TEXTAUSZUG -

Doch faßt nicht jede Handlung oder jeder Affekt eine Mitte, da sowohl manche Affekte, wie Schadenfreude, Schamlosigkeit und Neid, als auch manche Handlungen, wie Ehebruch, Diebstahl und Mord, schon ihrem Namen nach die Schlechtigkeit in sich schließen. Denn alles dieses und ähnliches wird darum getadelt, weil es selbst schlecht ist, nicht sein Zuviel und Zuwenig. Demnach gibt es hier nie ein richtiges Verhalten, sondern immer lediglich ein verkehrtes, und das Gute und Schlechte liegt bei solchen Dingen nicht in den Umständen, wie wenn es sich z. B. beim Ehebruch darum fragte, mit wem und wann und wie er erlaubt sei, sondern es ist überhaupt gefehlt, irgend etwas derartiges zu tun. Ebensowenig nun darf man bei der Ungerechtigkeit, Feigheit und Zuchtlosigkeit nach einer Mitte oder nach einem Zuviel oder Zuwenig fragen. Denn so bekämen wir eine Mitte des Zuviel und Zuwenig und ein Zuviel des Zuviel und ein Zuwenig des Zuwenig. Wie es vielmehr bei der Mäßigkeit und dem Starkmut kein Zuviel und Zuwenig gibt, weil die Mitte gewissermaßen Ende und Äußerstes ist, so gibt es auch in jenen Dingen keine Mitte und kein Zuviel und Zuwenig, sondern wie man sie auch tun mag, immer ist es gefehlt. Denn es gibt beim Zuviel und Zuwenig überhaupt keine Mitte, wie bei der Mitte kein Zuviel und Zuwenig.
Siebentes Kapitel.
Dies ist aber nicht nur so allgemein aufzustellen, sondern auch ins Einzelne zu verfolgen. In den Erörterungen, die das Handeln betreffen, sind die allgemeinen Sätze am leersten, während die partikulären einen größeren Inhalt an Wahrheit haben. Denn die Handlungen bewegen sich um das Einzelne, und mit ihm müssen die Behauptungen übereinstimmen. Dieses Einzelne wollen wir aus der Einteilung entnehmen.
Bei den Affekten der Furcht und der Zuversicht ist der (1107b) Mut die Mitte. Wer hier durch Übermaß fehlt, hat, wenn es durch Furchtlosigkeit geschieht, keinen besonderen Namen – wie denn so manches keine eigene Benennung hat –, geschieht es aber durch ein Übermaß von Zuversicht, so heißt er tollkühn; wer aber durch ein Übermaß von Furcht und einen Mangel an Zuversicht fehlt, heißt feig.

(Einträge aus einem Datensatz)
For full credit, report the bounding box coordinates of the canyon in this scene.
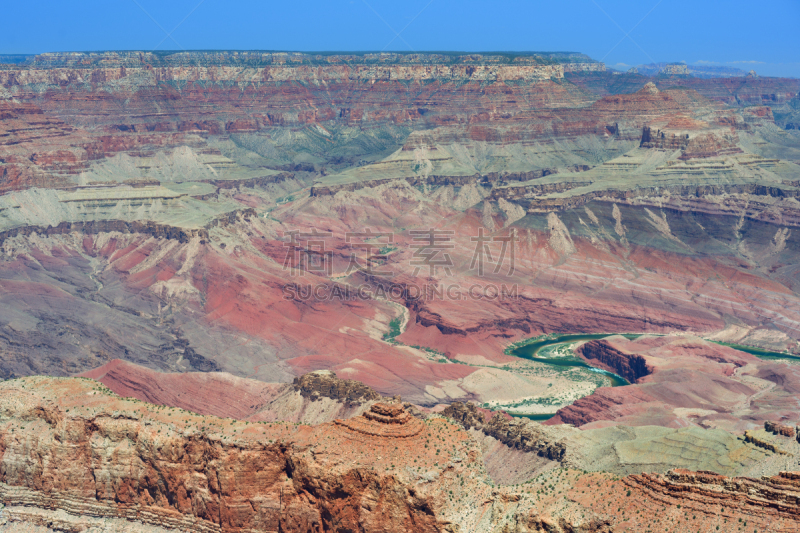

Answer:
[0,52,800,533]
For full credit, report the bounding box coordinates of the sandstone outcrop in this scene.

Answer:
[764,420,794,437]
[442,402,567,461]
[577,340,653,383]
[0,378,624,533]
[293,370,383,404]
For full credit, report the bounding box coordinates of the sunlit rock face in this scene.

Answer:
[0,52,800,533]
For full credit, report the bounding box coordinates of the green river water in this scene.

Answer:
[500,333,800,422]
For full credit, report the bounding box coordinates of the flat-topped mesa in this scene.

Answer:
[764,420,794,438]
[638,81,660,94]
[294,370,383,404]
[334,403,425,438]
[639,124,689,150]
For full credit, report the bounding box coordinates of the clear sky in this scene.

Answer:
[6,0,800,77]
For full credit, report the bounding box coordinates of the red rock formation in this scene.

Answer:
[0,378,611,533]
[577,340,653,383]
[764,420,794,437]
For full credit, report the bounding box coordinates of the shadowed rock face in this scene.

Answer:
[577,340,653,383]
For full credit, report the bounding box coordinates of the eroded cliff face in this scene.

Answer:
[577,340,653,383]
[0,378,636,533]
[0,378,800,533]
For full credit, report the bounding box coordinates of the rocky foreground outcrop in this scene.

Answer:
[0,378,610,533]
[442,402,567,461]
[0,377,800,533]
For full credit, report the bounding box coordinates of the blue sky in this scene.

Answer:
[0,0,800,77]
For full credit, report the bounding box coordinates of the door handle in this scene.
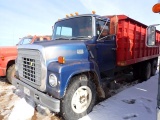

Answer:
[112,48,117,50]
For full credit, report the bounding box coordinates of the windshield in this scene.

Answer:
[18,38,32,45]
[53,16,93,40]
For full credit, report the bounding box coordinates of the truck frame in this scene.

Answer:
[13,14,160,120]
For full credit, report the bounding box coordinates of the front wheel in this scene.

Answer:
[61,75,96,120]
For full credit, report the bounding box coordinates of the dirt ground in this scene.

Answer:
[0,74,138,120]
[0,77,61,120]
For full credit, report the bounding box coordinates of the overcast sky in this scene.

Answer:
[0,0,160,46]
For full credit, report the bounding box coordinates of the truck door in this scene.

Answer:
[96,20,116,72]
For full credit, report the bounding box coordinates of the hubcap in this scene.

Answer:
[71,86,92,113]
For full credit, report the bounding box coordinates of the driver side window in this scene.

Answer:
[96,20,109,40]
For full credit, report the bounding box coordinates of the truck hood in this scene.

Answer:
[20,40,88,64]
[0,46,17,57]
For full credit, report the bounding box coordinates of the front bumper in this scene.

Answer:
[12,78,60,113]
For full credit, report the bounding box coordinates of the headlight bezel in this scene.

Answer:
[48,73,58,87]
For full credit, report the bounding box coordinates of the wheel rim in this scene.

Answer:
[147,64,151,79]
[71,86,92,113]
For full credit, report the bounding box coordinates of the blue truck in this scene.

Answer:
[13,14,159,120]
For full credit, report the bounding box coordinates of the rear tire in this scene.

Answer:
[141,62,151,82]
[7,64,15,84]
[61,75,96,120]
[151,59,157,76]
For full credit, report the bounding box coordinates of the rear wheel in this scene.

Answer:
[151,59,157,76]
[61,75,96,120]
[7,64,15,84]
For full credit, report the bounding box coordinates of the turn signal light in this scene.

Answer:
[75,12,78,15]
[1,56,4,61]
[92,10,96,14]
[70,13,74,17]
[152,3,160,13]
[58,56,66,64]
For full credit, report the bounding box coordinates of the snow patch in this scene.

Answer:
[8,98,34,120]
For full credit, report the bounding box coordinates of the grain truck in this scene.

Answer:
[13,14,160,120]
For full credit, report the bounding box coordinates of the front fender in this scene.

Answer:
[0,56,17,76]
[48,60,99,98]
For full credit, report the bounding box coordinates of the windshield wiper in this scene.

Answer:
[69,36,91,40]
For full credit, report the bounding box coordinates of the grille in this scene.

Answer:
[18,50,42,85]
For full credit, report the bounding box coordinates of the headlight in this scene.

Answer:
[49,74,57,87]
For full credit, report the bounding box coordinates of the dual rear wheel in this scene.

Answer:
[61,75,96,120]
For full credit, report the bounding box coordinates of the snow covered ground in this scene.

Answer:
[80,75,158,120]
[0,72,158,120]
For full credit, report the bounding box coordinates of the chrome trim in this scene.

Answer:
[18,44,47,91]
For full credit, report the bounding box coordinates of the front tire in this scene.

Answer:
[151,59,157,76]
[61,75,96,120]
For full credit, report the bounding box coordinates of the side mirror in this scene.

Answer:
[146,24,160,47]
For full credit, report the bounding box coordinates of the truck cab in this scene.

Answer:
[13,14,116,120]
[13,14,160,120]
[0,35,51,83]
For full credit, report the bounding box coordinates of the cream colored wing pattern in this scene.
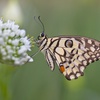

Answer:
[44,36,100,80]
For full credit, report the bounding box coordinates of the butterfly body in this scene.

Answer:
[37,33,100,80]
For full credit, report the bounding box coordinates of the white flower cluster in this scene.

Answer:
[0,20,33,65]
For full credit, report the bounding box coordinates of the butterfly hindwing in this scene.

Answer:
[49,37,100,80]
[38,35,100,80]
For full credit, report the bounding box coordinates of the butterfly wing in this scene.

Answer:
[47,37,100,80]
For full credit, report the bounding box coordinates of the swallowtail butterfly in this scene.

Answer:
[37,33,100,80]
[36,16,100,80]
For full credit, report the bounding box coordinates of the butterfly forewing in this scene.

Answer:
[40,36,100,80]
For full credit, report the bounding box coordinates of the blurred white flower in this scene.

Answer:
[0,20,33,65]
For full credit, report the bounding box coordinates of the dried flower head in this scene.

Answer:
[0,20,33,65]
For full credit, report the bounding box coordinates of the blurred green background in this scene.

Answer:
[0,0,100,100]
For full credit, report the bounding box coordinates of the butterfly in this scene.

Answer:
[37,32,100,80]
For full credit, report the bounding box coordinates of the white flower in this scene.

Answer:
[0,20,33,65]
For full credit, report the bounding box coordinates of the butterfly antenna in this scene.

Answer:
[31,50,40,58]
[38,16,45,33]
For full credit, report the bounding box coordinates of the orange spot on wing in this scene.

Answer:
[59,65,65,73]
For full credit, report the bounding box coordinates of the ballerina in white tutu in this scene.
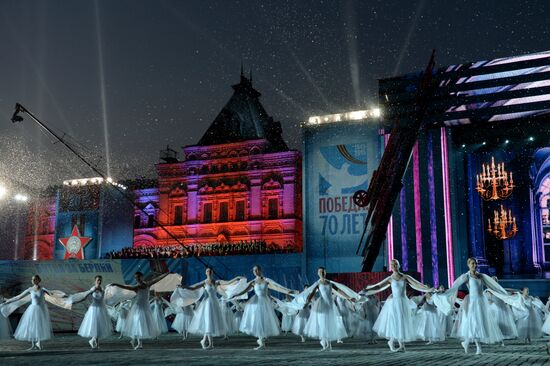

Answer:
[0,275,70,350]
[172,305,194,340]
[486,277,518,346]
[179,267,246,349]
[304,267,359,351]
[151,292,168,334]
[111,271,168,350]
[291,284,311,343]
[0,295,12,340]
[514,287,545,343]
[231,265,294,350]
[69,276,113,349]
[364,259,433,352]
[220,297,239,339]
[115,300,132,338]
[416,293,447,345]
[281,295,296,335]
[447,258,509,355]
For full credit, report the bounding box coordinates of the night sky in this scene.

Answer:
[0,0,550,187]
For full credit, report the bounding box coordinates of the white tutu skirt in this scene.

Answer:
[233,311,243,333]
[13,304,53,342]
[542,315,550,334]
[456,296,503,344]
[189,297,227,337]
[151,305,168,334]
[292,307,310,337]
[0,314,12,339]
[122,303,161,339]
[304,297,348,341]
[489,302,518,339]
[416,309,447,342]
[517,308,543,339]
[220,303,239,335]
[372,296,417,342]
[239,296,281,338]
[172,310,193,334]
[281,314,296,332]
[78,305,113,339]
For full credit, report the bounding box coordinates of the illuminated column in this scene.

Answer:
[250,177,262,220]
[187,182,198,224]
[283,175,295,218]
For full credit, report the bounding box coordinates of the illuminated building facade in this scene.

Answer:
---
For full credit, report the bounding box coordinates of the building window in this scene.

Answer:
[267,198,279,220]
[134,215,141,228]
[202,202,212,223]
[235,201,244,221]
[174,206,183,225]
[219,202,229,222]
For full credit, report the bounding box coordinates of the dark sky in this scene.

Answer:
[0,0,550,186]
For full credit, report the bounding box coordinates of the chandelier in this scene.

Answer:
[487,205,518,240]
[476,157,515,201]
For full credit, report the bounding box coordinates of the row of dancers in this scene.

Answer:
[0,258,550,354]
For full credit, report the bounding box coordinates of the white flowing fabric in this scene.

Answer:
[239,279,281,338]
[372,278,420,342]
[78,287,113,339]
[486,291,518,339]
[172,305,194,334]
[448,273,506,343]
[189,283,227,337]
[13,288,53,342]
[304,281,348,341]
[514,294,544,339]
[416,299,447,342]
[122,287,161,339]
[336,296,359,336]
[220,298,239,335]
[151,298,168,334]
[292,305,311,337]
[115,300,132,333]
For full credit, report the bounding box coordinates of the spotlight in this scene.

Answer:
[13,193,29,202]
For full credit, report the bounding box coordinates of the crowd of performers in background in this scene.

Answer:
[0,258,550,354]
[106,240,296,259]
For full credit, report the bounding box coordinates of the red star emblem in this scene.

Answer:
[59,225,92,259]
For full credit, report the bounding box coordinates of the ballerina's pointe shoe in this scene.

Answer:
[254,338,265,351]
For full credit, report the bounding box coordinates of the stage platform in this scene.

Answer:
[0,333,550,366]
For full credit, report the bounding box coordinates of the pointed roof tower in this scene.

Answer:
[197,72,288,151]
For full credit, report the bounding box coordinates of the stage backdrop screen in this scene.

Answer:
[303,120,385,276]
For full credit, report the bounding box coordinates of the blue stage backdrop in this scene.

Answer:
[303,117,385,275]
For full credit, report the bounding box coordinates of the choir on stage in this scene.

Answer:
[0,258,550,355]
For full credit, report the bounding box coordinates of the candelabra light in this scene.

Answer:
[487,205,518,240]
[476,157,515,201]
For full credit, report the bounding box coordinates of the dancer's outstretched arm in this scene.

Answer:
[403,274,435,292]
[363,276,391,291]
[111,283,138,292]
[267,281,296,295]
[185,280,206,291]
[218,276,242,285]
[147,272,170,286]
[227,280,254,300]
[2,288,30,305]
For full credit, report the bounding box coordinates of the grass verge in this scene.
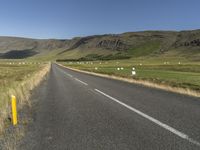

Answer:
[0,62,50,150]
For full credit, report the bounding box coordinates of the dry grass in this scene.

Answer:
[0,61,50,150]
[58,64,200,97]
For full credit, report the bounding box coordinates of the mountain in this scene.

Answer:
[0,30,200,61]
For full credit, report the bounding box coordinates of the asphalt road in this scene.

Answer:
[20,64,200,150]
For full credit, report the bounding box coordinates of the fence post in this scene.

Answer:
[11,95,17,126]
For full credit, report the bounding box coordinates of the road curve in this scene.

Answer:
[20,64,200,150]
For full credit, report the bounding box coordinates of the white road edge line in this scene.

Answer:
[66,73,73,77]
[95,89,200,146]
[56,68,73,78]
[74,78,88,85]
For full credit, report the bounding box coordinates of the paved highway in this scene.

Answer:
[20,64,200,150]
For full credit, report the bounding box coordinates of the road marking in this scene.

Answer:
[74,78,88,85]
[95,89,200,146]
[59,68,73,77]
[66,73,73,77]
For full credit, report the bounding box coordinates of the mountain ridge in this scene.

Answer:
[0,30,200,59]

AUFGABE - Gib aus dem Text über die Mitte bei Affekten und Handlungen den Abschnitt von „Siebentes Kapitel.“ bis „fehlt, heißt feig.“ wortgetreu wieder.

RICHTIGE ANTWORT -
Siebentes Kapitel.
Dies ist aber nicht nur so allgemein aufzustellen, sondern auch ins Einzelne zu verfolgen. In den Erörterungen, die das Handeln betreffen, sind die allgemeinen Sätze am leersten, während die partikulären einen größeren Inhalt an Wahrheit haben. Denn die Handlungen bewegen sich um das Einzelne, und mit ihm müssen die Behauptungen übereinstimmen. Dieses Einzelne wollen wir aus der Einteilung entnehmen.
Bei den Affekten der Furcht und der Zuversicht ist der (1107b) Mut die Mitte. Wer hier durch Übermaß fehlt, hat, wenn es durch Furchtlosigkeit geschieht, keinen besonderen Namen – wie denn so manches keine eigene Benennung hat –, geschieht es aber durch ein Übermaß von Zuversicht, so heißt er tollkühn; wer aber durch ein Übermaß von Furcht und einen Mangel an Zuversicht fehlt, heißt feig.